Work instruction 1
In the childhood account, in how many languages did the mother tell the narrator not to go swimming?
Work instruction 2
From the childhood account, copy word for word the part that opens with the words containing "I never touched my" and closes with "I did that.".

Text excerpt
★ ★ ★ ★ ★ ★ ★
I never touched my mother. I—I was—afraid to touch her when she was in bed. I knew somehow that it was—forbidden. I never touched her. I was afraid to … When my father went to work early my mother would take me in her bed and I’d stay there until maybe eight o’clock, until it was time to get up and go to school.

My mother always gave me money; any time I wanted money she’d give it to me. I used to try different methods to get it from her. Sometimes I’d walk up and down, up and down, when she was trying to read, just to get her nervous: so finally she’d ask me why I was walking up and down and I’d tell her that I had nothing to do, and then she’d give me the money to get rid of me. Other times I’d put my arms around her quickly and kiss her and tell her how young and beautiful she looked. That was the more effective way. She’d always give me money when I did that.

It used to feel strange, sort of tingly, creepy-like when I lay in the same bed with my mother. If my mother awakened me when she picked me up and carried me to her bed, if I was really tired I’d fall asleep again. Sometimes I’d be asleep and I’d know my mother was there even in my sleep and I’d be afraid to touch her even if I wanted to. But it felt so—strange. I always felt I had no right to be there; that it was something I had no right to do. When I’d move or something my mother would say, “Lay still and don’t move around so much!” When my sister and I were real young—I was about eight then—my father would go to work and sometimes in the morning we’d wake up and come in my mother’s bed and we’d hit her with
pillows and she’d make believe she was mad. But I was always afraid, though. I don’t know what was the matter.…

I used to talk to my mother in any way I wanted to but I could never say anything like that to my father. My sister was just the opposite: she could say anything to my father but not to my mother. I could curse at my mother. When she wanted me to do something sometimes I’d say, “Hell, I’ll do it some other time.” But I always got along swell with her and we never had any trouble. My mother didn’t like me to hang out with this gang I was running with. One reason she gave me money was to get rid of me and keep me away from these kids. She was always mad when I went in swimming. I’d go in swimming and my hair’d be wet when I got home and she’d raise hell. She’d tell me not to go swimming in three languages, but finally it got so that she couldn’t keep me out and I didn’t listen to her so she’d sigh and say, “Well, go ahead and don’t bother me.”
★ ★ ★ ★ ★ ★ ★
Given records
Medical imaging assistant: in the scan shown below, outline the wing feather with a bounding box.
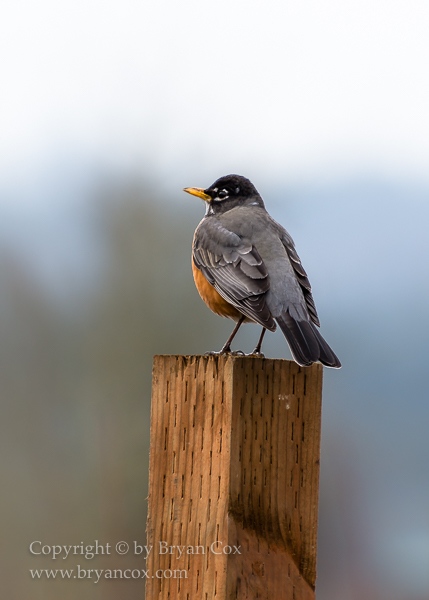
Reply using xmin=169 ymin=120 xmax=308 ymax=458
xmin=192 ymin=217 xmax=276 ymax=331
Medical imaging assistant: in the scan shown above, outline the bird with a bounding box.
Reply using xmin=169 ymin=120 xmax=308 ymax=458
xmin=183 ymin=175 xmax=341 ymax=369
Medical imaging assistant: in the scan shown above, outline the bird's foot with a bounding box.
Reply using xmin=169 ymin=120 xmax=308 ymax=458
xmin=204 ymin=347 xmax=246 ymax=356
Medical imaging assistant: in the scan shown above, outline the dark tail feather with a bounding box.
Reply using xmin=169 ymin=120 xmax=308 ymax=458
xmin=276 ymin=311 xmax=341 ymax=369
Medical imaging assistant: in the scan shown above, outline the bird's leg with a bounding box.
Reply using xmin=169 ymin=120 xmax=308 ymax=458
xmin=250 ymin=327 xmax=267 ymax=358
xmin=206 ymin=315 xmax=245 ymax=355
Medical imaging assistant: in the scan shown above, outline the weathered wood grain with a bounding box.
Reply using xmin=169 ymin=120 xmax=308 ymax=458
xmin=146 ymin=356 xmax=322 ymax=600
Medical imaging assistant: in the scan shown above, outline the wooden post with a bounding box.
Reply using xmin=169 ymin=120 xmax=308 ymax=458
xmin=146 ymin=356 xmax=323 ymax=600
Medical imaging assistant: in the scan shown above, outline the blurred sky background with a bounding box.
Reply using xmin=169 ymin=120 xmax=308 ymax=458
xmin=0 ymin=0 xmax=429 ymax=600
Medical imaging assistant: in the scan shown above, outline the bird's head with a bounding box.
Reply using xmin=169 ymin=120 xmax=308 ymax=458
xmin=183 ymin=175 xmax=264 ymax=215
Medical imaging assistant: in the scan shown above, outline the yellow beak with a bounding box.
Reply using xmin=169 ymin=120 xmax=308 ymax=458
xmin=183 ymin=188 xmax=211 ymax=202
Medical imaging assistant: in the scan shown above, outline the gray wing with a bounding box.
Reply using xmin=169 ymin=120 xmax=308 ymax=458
★ ★ ★ ★ ★ ★ ★
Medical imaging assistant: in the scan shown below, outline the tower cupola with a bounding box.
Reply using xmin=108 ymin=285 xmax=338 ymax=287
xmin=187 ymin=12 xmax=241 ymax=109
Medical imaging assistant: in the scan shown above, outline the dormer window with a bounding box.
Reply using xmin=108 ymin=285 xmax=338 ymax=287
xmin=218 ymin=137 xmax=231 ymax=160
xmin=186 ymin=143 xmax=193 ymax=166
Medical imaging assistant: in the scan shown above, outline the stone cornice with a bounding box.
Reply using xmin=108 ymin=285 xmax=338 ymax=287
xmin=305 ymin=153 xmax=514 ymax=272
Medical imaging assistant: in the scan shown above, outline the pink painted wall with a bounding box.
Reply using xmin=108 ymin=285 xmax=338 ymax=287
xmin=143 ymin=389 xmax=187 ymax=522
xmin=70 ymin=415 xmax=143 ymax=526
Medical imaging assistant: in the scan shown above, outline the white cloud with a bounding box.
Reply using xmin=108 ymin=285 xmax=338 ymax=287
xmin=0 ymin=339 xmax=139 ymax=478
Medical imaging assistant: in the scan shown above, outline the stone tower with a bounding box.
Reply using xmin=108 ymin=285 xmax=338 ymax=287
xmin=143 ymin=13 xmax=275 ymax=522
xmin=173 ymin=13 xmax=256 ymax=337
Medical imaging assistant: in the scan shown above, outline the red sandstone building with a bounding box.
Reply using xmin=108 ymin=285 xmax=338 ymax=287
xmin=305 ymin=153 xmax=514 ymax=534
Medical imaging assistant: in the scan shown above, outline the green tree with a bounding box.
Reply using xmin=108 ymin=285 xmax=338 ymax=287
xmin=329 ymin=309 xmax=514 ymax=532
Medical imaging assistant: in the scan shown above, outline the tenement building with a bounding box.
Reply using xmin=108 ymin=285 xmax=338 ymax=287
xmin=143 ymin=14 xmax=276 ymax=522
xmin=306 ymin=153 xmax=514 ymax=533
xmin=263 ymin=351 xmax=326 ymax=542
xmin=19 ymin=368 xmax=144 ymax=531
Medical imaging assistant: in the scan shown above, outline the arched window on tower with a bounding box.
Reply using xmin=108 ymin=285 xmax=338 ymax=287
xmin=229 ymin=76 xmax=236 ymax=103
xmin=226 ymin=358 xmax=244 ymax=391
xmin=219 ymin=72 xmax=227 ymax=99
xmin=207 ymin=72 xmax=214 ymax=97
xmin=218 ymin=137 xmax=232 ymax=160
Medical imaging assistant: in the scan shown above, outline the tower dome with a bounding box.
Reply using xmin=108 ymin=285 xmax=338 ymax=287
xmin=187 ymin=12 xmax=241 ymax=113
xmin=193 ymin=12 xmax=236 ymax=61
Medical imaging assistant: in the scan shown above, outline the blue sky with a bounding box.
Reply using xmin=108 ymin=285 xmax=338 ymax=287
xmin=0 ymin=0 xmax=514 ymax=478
★ ★ ★ ★ ★ ★ ★
Exercise answer 1
Three languages.

Exercise answer 2
I never touched my mother. I—I was—afraid to touch her when she was in bed. I knew somehow that it was—forbidden. I never touched her. I was afraid to … When my father went to work early my mother would take me in her bed and I’d stay there until maybe eight o’clock, until it was time to get up and go to school.

My mother always gave me money; any time I wanted money she’d give it to me. I used to try different methods to get it from her. Sometimes I’d walk up and down, up and down, when she was trying to read, just to get her nervous: so finally she’d ask me why I was walking up and down and I’d tell her that I had nothing to do, and then she’d give me the money to get rid of me. Other times I’d put my arms around her quickly and kiss her and tell her how young and beautiful she looked. That was the more effective way. She’d always give me money when I did that.